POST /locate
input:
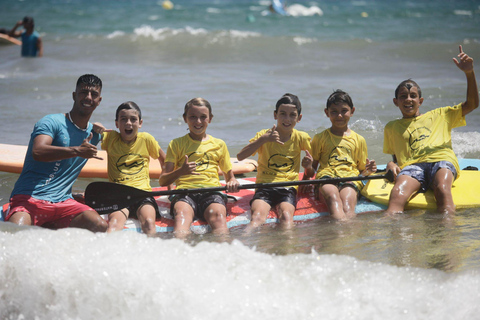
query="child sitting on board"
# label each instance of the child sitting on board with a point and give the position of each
(421, 144)
(129, 153)
(192, 162)
(279, 151)
(341, 152)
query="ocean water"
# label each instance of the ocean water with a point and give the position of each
◆ ◆ ◆ ◆ ◆
Task goal | Could you tally the lines of the listing above that contain the word "water"? Give the number by itself.

Exercise response | 2